%%
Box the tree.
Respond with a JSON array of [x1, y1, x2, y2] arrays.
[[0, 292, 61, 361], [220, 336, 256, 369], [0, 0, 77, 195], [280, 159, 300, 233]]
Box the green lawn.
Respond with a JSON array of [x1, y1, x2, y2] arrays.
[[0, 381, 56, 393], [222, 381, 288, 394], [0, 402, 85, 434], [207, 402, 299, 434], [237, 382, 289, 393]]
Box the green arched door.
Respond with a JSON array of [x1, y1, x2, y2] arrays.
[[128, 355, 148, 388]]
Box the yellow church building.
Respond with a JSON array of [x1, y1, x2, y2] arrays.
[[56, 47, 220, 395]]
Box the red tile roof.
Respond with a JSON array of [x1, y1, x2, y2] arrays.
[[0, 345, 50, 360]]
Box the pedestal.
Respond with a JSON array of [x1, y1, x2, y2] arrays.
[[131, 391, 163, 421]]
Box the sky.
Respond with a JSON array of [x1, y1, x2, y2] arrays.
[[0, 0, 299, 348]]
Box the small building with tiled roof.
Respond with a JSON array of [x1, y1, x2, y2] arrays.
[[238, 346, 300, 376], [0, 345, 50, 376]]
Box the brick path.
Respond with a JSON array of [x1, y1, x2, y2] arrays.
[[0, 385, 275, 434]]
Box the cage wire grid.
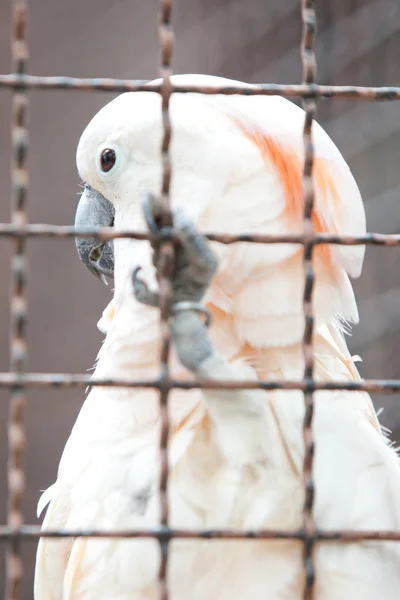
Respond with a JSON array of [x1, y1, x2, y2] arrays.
[[2, 0, 400, 599]]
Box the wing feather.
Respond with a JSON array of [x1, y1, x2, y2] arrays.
[[34, 484, 72, 600]]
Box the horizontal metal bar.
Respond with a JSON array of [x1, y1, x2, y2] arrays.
[[0, 525, 399, 542], [0, 74, 400, 100], [0, 224, 399, 246], [0, 224, 148, 241], [0, 75, 160, 93], [0, 373, 400, 393]]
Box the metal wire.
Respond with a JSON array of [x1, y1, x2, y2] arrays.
[[0, 526, 400, 542], [1, 0, 400, 599], [1, 75, 400, 100], [157, 1, 174, 598], [300, 1, 317, 597], [1, 225, 400, 247], [5, 2, 29, 600], [1, 373, 400, 392]]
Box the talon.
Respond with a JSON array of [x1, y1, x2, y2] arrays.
[[141, 192, 168, 234], [132, 266, 143, 284], [132, 266, 160, 307], [132, 266, 148, 297]]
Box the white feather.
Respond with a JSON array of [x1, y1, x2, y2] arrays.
[[36, 484, 56, 519]]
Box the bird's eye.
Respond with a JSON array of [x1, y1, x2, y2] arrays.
[[100, 148, 116, 173]]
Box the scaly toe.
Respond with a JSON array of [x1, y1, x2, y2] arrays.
[[132, 267, 160, 307]]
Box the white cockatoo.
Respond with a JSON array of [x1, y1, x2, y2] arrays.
[[34, 75, 400, 600]]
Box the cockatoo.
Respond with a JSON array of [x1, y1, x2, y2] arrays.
[[35, 75, 400, 600]]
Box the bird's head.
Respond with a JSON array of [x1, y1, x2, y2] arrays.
[[75, 91, 165, 283]]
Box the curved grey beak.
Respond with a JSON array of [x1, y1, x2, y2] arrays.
[[75, 185, 115, 284]]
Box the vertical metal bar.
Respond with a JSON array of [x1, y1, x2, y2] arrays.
[[300, 1, 317, 599], [5, 2, 29, 600], [157, 1, 174, 600]]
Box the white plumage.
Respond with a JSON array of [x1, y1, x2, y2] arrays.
[[35, 75, 400, 600]]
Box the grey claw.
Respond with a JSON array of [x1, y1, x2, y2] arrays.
[[141, 192, 165, 235], [132, 267, 160, 307], [174, 218, 218, 279], [136, 194, 218, 307]]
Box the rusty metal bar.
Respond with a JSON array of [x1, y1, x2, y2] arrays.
[[0, 373, 400, 393], [1, 74, 400, 100], [0, 525, 399, 542], [6, 2, 29, 600], [301, 1, 317, 598], [157, 1, 175, 599], [0, 225, 400, 247]]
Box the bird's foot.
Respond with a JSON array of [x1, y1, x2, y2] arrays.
[[132, 192, 218, 310], [132, 193, 218, 373]]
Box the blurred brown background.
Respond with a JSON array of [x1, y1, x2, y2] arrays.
[[0, 0, 400, 596]]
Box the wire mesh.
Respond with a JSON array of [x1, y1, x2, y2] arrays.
[[1, 0, 400, 599]]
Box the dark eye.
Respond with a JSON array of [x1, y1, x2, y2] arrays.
[[100, 148, 116, 172]]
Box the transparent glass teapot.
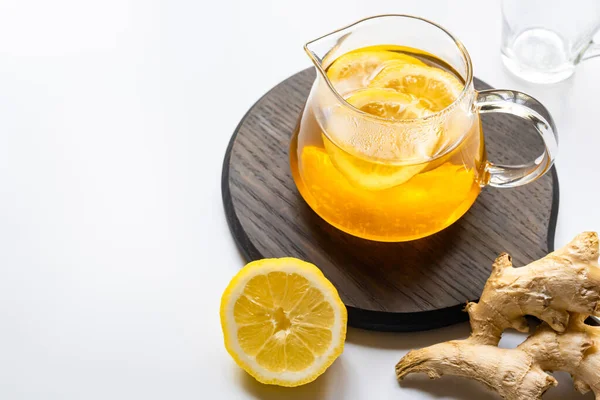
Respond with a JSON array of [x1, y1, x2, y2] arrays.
[[290, 15, 558, 242]]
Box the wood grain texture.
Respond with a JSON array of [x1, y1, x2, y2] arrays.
[[222, 68, 559, 331]]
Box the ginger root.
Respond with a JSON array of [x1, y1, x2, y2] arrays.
[[396, 232, 600, 400]]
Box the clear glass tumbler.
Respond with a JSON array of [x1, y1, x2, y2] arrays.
[[501, 0, 600, 84]]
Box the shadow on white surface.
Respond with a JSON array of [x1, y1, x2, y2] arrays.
[[399, 371, 594, 400], [399, 374, 499, 400], [544, 372, 595, 400], [345, 323, 471, 350], [239, 357, 348, 399]]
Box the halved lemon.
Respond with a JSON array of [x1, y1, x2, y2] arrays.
[[326, 49, 425, 95], [369, 62, 464, 111], [323, 88, 440, 190], [220, 258, 347, 387]]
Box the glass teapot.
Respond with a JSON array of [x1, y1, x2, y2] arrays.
[[290, 15, 558, 242]]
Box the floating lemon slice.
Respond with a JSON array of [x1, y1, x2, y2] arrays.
[[369, 61, 470, 160], [322, 61, 466, 190], [346, 88, 429, 120], [326, 49, 425, 94], [369, 61, 464, 111], [220, 258, 347, 387], [323, 88, 439, 190]]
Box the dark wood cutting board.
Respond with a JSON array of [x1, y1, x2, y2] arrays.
[[222, 68, 558, 332]]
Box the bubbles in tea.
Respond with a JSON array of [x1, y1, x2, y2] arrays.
[[290, 46, 486, 241]]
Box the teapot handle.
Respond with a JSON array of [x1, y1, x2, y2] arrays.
[[475, 89, 558, 188]]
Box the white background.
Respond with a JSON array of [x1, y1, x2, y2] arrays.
[[0, 0, 599, 399]]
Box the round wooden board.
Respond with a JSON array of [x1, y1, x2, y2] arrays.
[[222, 68, 559, 332]]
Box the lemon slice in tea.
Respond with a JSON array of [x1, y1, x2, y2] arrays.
[[220, 258, 347, 387], [369, 61, 464, 111], [326, 49, 425, 94], [324, 88, 440, 190]]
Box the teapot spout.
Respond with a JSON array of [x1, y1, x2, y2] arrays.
[[305, 27, 353, 71], [306, 15, 397, 72]]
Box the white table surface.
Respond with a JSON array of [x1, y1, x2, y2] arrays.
[[0, 0, 599, 399]]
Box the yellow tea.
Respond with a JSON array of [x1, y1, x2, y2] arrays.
[[290, 45, 486, 242]]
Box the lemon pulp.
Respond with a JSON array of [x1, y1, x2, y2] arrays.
[[220, 258, 347, 386]]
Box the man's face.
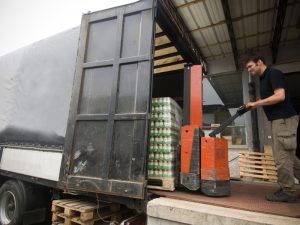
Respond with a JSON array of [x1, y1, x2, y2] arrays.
[[246, 60, 261, 76]]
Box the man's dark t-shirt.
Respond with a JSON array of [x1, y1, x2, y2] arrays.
[[260, 67, 296, 121]]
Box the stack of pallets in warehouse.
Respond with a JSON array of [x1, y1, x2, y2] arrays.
[[147, 97, 182, 191], [51, 199, 126, 225], [239, 146, 278, 183]]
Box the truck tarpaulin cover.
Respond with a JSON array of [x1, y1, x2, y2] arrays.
[[0, 27, 80, 146]]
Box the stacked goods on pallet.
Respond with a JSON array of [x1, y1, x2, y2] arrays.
[[148, 97, 182, 190], [239, 151, 278, 183]]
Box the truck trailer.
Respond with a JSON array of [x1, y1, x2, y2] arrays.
[[0, 0, 205, 223], [0, 1, 299, 225]]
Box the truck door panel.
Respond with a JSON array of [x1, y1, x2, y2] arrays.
[[60, 0, 155, 199]]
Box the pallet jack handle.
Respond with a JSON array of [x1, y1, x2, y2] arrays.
[[208, 105, 251, 137]]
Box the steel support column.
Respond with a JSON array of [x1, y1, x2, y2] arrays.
[[271, 0, 288, 64], [221, 0, 239, 70]]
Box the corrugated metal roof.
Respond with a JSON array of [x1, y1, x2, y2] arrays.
[[150, 0, 300, 107], [172, 0, 300, 63], [171, 0, 300, 107]]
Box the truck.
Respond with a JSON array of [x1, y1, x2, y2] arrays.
[[0, 0, 299, 225], [0, 0, 204, 223]]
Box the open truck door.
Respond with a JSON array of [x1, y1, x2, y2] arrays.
[[59, 0, 155, 200]]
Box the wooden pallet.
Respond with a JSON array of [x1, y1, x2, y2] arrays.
[[239, 151, 278, 182], [147, 178, 175, 191], [51, 199, 121, 225]]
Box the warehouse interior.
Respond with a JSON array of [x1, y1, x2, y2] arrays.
[[152, 0, 300, 153]]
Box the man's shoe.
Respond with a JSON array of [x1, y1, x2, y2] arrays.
[[265, 190, 296, 203], [273, 188, 282, 195]]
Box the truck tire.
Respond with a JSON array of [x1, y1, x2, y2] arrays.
[[0, 180, 26, 225]]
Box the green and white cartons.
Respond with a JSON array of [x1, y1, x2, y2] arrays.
[[148, 97, 182, 179]]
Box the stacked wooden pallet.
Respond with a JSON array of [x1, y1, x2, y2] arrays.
[[51, 199, 121, 225], [147, 177, 175, 191], [239, 151, 278, 183]]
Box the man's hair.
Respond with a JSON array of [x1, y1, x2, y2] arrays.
[[244, 54, 266, 65]]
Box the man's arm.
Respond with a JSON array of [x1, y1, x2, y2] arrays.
[[246, 88, 285, 108]]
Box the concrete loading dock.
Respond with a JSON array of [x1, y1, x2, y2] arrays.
[[148, 197, 300, 225], [149, 181, 300, 223]]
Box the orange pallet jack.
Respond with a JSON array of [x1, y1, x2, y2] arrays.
[[180, 65, 249, 196]]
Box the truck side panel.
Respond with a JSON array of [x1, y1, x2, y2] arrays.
[[0, 28, 80, 146], [0, 147, 62, 181]]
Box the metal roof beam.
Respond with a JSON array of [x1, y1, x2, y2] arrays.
[[157, 0, 207, 72], [190, 7, 276, 33], [221, 0, 239, 70], [154, 60, 185, 69], [155, 31, 165, 38], [176, 0, 204, 9], [200, 24, 297, 51], [155, 42, 174, 51], [271, 0, 288, 64], [204, 36, 300, 61], [189, 2, 298, 33], [154, 52, 181, 60]]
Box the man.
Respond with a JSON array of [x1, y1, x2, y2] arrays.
[[245, 54, 300, 203]]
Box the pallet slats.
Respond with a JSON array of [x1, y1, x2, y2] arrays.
[[239, 172, 278, 181], [239, 158, 276, 166], [239, 163, 276, 170], [153, 23, 186, 74], [52, 199, 105, 222], [241, 168, 277, 175], [51, 199, 122, 225], [147, 178, 175, 191], [239, 151, 278, 183]]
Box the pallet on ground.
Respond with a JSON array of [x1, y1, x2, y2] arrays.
[[51, 199, 122, 225], [239, 151, 278, 183], [147, 178, 175, 191]]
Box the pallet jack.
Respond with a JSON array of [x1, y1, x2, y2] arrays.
[[180, 65, 250, 196]]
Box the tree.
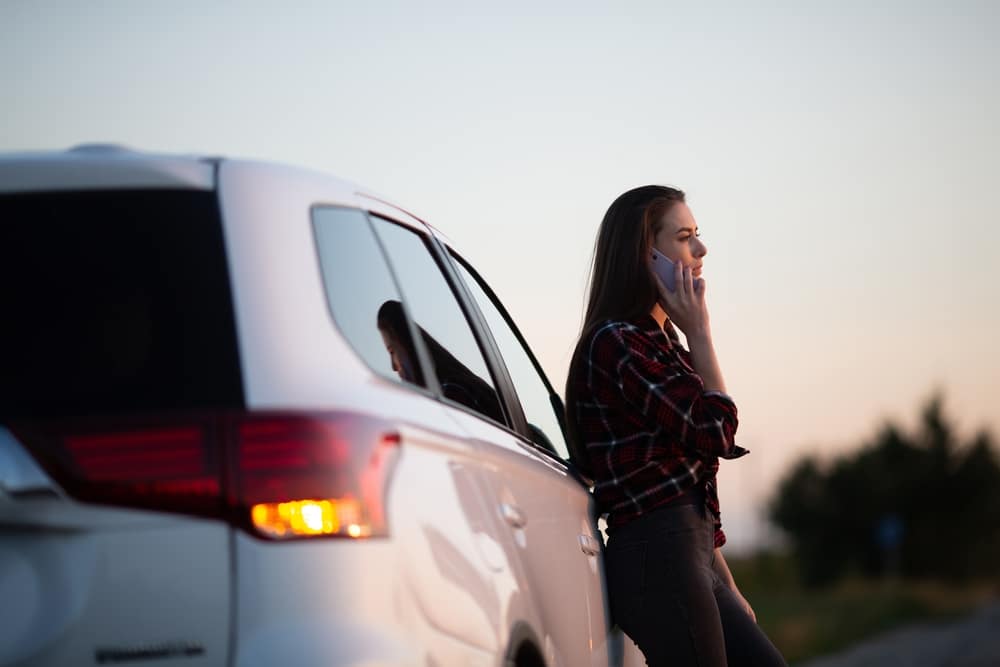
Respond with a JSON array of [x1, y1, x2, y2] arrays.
[[769, 394, 1000, 586]]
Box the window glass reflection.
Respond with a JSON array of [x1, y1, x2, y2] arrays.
[[313, 207, 425, 388], [370, 218, 506, 425]]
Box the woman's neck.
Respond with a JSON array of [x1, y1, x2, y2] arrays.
[[650, 303, 669, 330]]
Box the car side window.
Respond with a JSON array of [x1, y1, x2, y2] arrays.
[[369, 216, 507, 427], [312, 207, 430, 390], [450, 254, 571, 461]]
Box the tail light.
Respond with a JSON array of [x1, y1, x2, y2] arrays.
[[234, 414, 401, 539], [9, 412, 401, 540]]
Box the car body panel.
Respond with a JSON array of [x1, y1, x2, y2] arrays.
[[216, 159, 366, 410], [230, 392, 514, 666], [442, 408, 612, 667], [0, 434, 231, 667]]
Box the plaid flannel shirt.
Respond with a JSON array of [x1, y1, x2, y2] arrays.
[[570, 315, 748, 547]]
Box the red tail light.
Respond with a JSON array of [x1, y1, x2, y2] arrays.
[[234, 414, 401, 539], [10, 412, 400, 540]]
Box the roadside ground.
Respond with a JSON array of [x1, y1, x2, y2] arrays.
[[797, 601, 1000, 667]]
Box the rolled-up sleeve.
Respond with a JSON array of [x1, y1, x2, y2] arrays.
[[597, 325, 744, 460]]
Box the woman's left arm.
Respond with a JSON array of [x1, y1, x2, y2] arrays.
[[713, 549, 757, 622]]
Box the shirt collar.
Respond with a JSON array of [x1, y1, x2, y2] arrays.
[[629, 313, 679, 349]]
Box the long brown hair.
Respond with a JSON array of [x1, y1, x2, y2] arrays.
[[564, 185, 686, 475]]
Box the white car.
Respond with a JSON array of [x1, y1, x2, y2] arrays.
[[0, 146, 642, 667]]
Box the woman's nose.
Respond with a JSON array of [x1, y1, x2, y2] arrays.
[[694, 238, 708, 258]]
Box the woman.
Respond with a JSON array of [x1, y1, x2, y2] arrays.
[[565, 186, 786, 667]]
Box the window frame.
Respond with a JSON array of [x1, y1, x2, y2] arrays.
[[435, 243, 577, 470]]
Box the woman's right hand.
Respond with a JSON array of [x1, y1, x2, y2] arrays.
[[654, 261, 711, 340], [655, 262, 729, 393]]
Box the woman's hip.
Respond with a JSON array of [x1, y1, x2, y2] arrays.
[[605, 502, 715, 597]]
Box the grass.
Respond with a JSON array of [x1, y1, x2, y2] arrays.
[[727, 552, 999, 665]]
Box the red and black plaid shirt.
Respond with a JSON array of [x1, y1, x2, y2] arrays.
[[569, 315, 748, 547]]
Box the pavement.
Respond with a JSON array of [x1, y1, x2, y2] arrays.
[[798, 601, 1000, 667]]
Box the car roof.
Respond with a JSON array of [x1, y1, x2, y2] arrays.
[[0, 146, 448, 242], [0, 144, 455, 244], [0, 144, 220, 193]]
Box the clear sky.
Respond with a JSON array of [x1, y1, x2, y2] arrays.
[[4, 1, 998, 550]]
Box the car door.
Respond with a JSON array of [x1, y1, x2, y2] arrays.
[[440, 251, 614, 667], [353, 209, 529, 661]]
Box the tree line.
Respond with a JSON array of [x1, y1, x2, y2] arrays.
[[768, 395, 1000, 586]]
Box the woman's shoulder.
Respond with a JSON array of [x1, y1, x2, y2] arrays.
[[580, 318, 654, 356], [589, 317, 654, 341]]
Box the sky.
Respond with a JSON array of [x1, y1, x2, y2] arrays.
[[3, 1, 998, 551]]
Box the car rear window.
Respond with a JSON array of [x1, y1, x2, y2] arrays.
[[0, 189, 244, 418]]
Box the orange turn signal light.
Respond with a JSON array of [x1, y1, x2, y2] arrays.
[[250, 498, 369, 539]]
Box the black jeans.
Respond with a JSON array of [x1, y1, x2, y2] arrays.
[[605, 502, 787, 667]]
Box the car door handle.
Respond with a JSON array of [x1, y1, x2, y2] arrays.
[[500, 503, 526, 528], [579, 534, 601, 556]]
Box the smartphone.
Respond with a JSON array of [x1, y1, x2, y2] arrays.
[[650, 249, 700, 292], [650, 248, 679, 291]]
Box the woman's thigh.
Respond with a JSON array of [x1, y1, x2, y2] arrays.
[[605, 509, 725, 667], [713, 580, 788, 667]]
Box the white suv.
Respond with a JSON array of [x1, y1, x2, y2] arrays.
[[0, 146, 639, 667]]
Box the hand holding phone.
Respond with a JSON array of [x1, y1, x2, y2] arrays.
[[650, 248, 700, 292]]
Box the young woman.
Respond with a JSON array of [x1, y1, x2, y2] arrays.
[[565, 186, 786, 667]]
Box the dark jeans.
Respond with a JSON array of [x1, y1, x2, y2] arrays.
[[605, 502, 787, 667]]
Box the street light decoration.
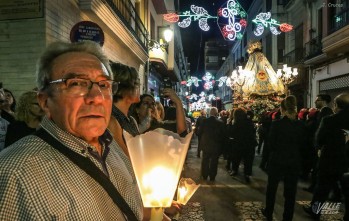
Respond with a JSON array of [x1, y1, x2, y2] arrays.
[[217, 0, 247, 41], [252, 12, 293, 36], [148, 28, 173, 51], [276, 64, 298, 94], [163, 5, 217, 31]]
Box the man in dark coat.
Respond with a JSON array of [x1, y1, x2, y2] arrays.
[[197, 107, 225, 182], [194, 109, 206, 158], [305, 94, 334, 192], [304, 93, 349, 220]]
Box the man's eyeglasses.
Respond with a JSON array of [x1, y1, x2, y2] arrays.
[[48, 78, 119, 97]]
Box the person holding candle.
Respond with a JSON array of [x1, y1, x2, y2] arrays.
[[0, 41, 143, 220]]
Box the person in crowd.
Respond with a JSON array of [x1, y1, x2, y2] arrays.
[[108, 62, 140, 158], [304, 93, 349, 221], [315, 94, 333, 129], [259, 111, 273, 171], [131, 92, 187, 136], [108, 63, 181, 220], [194, 109, 206, 158], [220, 110, 230, 162], [0, 41, 144, 220], [4, 90, 44, 147], [0, 88, 16, 124], [298, 108, 309, 122], [225, 108, 235, 173], [261, 95, 307, 221], [256, 112, 268, 155], [183, 108, 192, 133], [228, 108, 257, 183], [0, 88, 9, 151], [197, 107, 225, 182], [304, 94, 334, 193], [155, 101, 165, 121]]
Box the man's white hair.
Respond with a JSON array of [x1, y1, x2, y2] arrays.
[[209, 107, 218, 117]]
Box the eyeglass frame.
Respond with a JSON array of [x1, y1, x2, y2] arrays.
[[47, 77, 119, 96]]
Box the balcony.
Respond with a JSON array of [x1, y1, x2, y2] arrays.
[[282, 48, 305, 66], [304, 36, 323, 60], [329, 8, 349, 35], [323, 8, 349, 55], [80, 0, 148, 51]]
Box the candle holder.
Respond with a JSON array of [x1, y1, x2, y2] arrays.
[[124, 129, 193, 221], [174, 178, 200, 220], [176, 178, 200, 205]]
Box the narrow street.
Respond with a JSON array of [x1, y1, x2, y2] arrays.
[[178, 135, 345, 221]]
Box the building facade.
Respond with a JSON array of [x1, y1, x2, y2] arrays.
[[0, 0, 188, 104]]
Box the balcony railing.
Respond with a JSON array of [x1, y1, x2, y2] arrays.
[[329, 7, 349, 35], [304, 36, 323, 60], [105, 0, 148, 50], [283, 48, 305, 66]]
%%
◆ WHAT TO WORK ON ◆
Where a line of the records contains the word "teapot", count it; state only the final tally.

◆ YOUR RESPONSE ◆
4